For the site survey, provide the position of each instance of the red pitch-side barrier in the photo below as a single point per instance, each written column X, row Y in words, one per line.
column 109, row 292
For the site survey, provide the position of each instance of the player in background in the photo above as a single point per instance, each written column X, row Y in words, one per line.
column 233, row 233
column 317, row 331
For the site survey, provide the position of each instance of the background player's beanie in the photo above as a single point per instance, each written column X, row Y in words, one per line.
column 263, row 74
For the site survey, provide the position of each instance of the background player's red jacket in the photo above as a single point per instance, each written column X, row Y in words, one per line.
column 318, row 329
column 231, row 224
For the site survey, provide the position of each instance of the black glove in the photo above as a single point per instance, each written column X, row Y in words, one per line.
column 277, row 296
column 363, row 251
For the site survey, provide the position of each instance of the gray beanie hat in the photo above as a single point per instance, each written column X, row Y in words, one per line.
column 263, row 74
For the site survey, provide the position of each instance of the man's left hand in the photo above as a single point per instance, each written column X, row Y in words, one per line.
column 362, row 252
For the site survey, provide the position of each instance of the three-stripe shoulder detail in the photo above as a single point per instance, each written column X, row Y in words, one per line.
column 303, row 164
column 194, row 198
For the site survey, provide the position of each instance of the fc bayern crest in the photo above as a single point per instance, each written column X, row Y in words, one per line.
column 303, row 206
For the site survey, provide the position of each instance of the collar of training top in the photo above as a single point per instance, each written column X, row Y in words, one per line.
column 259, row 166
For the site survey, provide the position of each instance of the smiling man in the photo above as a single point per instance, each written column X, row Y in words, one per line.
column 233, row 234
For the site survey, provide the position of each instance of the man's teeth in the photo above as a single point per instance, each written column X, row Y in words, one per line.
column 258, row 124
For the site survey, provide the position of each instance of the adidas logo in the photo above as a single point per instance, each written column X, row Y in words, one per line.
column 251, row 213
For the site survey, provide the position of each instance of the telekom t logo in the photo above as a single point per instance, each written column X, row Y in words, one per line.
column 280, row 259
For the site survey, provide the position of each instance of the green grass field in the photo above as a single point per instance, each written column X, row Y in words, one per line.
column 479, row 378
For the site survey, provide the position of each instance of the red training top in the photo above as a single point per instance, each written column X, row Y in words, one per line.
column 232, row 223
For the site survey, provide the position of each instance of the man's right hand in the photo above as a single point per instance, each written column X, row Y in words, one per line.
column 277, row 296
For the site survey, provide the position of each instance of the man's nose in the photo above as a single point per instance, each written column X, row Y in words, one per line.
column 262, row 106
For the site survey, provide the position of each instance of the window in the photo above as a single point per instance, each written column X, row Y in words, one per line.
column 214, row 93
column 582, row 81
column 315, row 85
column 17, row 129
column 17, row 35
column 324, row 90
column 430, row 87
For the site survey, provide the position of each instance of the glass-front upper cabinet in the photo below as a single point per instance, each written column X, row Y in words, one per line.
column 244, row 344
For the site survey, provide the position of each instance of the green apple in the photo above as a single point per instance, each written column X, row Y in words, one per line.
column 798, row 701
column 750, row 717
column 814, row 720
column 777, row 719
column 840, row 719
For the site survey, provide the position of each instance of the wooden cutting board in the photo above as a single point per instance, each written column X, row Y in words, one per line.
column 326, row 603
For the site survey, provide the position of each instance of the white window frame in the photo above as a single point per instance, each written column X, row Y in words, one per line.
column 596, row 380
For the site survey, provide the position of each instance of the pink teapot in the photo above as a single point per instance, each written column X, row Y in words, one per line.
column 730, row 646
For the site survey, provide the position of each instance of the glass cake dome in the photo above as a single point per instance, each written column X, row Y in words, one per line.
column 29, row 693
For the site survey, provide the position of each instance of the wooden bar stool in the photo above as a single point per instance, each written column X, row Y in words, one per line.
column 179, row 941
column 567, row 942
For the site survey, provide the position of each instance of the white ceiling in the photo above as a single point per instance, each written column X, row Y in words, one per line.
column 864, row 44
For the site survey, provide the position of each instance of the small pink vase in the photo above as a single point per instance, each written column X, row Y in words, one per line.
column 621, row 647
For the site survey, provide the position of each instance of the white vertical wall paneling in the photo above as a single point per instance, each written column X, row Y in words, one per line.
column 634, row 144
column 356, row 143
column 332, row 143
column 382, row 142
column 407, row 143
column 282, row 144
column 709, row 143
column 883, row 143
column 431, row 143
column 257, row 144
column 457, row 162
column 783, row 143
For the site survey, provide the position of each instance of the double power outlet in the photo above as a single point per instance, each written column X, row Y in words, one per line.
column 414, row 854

THE TASK: Write the listing out again, matching every line exactly.

RESULT BELOW:
For the site survey, provide the position of each instance of the red pitch-side barrier in the photo below as a single point per instance, each written column X, row Y in words, one per line.
column 109, row 292
For the site survey, provide the position of each instance of the player in background in the photo above as a single point per instance, each written column X, row Y in words, one per line.
column 233, row 233
column 317, row 331
For the site survey, provide the position of each instance of the background player's beanie in the photo above as a single point per instance, each written column X, row Y in words, one per line.
column 263, row 74
For the site survey, provide the position of each instance of the background player's red jacket in the photo above as a single point per instance, each written column X, row Y in words, one per line.
column 318, row 329
column 231, row 224
For the site survey, provide the position of each instance of the black glove in the photo above as a single point per instance, each written column X, row Y in words, one per line.
column 277, row 296
column 363, row 251
For the site survey, provide the position of each instance of the gray beanie hat in the photo above as a single point per instance, each written column X, row Y in words, one per line.
column 263, row 74
For the site survey, provide the position of each instance of the man's left hand in the photo above as a single point per instance, each written column X, row Y in words, one per line.
column 362, row 252
For the site survey, provide the position of each instance of the three-stripe shoulder detail in the photo above as a single point per instance, each written column X, row Y in words, one per line.
column 303, row 164
column 194, row 198
For the site survey, provide the position of each instance of the fc bayern crest in the photo above as a single point per instance, each written column X, row Y in words, one per line.
column 303, row 206
For the site survey, provide the position of each instance of the collar of training top in the photo above as a single point per instance, each written column X, row Y in words, one per line.
column 259, row 166
For the site survey, provide the position of each instance of the smiling man in the photo above as a single point per instance, each written column X, row Y in words, one per line.
column 233, row 234
For the site survey, provide the position of each instance of the man's teeth in the photo above as a single point per instance, each written column X, row Y in words, one per line.
column 258, row 124
For the site survey, provide the position of each instance of the adidas logo in the photo above as a single point per instance, each written column X, row Y in words, one per line.
column 251, row 213
For the site survey, provide the position of each instance of the telekom t logo in the photo above as a single point per instance, each written column X, row Y in words, one per line.
column 280, row 259
For the site survey, provide the position of each instance of the green grass field in the photo above as a single point per instance, each written column X, row Y in words, one per line.
column 479, row 378
For the site survey, provide the position of each instance of the red training top in the photo above as a single point per instance, each written column X, row Y in words, one per line.
column 232, row 223
For the site survey, provide the position of each instance of the man's right hand in the photo above as a single point per instance, each written column X, row Y in words, one per line.
column 277, row 296
For the site survey, provide the position of each instance of the man's nose in the photo above as a single point per instance, each written column X, row Y in words, one per line.
column 262, row 106
For the site survey, provide the position of each instance of the window in the photo above as a single point per instance, each written column X, row Y in words, one per line.
column 214, row 93
column 582, row 81
column 315, row 85
column 17, row 129
column 17, row 35
column 324, row 90
column 430, row 87
For the site survey, provide the position of each instance of the glass-front upper cabinet in the photo below as a single point per instance, each written column X, row Y in words, one per line.
column 244, row 344
For the site survey, provide the position of each instance of the green apple in the photo above as a single point per instance, each written column X, row Y in words, one per line.
column 798, row 701
column 750, row 717
column 814, row 720
column 777, row 719
column 840, row 719
For the site survey, provide the position of each instance of the wooden cutting board in the photo above as a single point per instance, each written column X, row Y in words, one per line.
column 326, row 603
For the site survey, provide the position of each instance of the white window frame in the photo above as a single point per instance, each written column X, row Y in words, one per line.
column 596, row 380
For the site survey, provide the position of each instance of the pink teapot in the photo above as a single point per instance, each written column X, row Y in words, one per line.
column 730, row 646
For the site survey, provide the position of each instance of the glass cake dome in the photo above as a single point per instance, each written column X, row Y in words, one per line.
column 29, row 693
For the site survey, provide the position of each instance of the wooden bar stool in the photo above as a single point per instance, each written column X, row Y in words, one per line.
column 179, row 941
column 567, row 942
For the site survey, provide the position of each instance of the white ceiling in the photo above as a single point per instance, each written column X, row Y in words, one per line.
column 864, row 44
For the site survey, provide the position of each instance of the small pink vase in the photo above as a single point per instance, each written column X, row Y in words, one per line.
column 621, row 647
For the site survey, provide the position of each instance of the white vertical wall paneling in the photo above as a single point per instance, each written column X, row Y in words, one per line.
column 634, row 144
column 356, row 143
column 332, row 143
column 382, row 142
column 407, row 143
column 282, row 144
column 709, row 143
column 883, row 143
column 431, row 143
column 257, row 144
column 457, row 162
column 783, row 143
For the site survey, provide the position of each instance of the double power outlet in the photo above as a single point per instance, each written column X, row Y in words, one per line.
column 414, row 854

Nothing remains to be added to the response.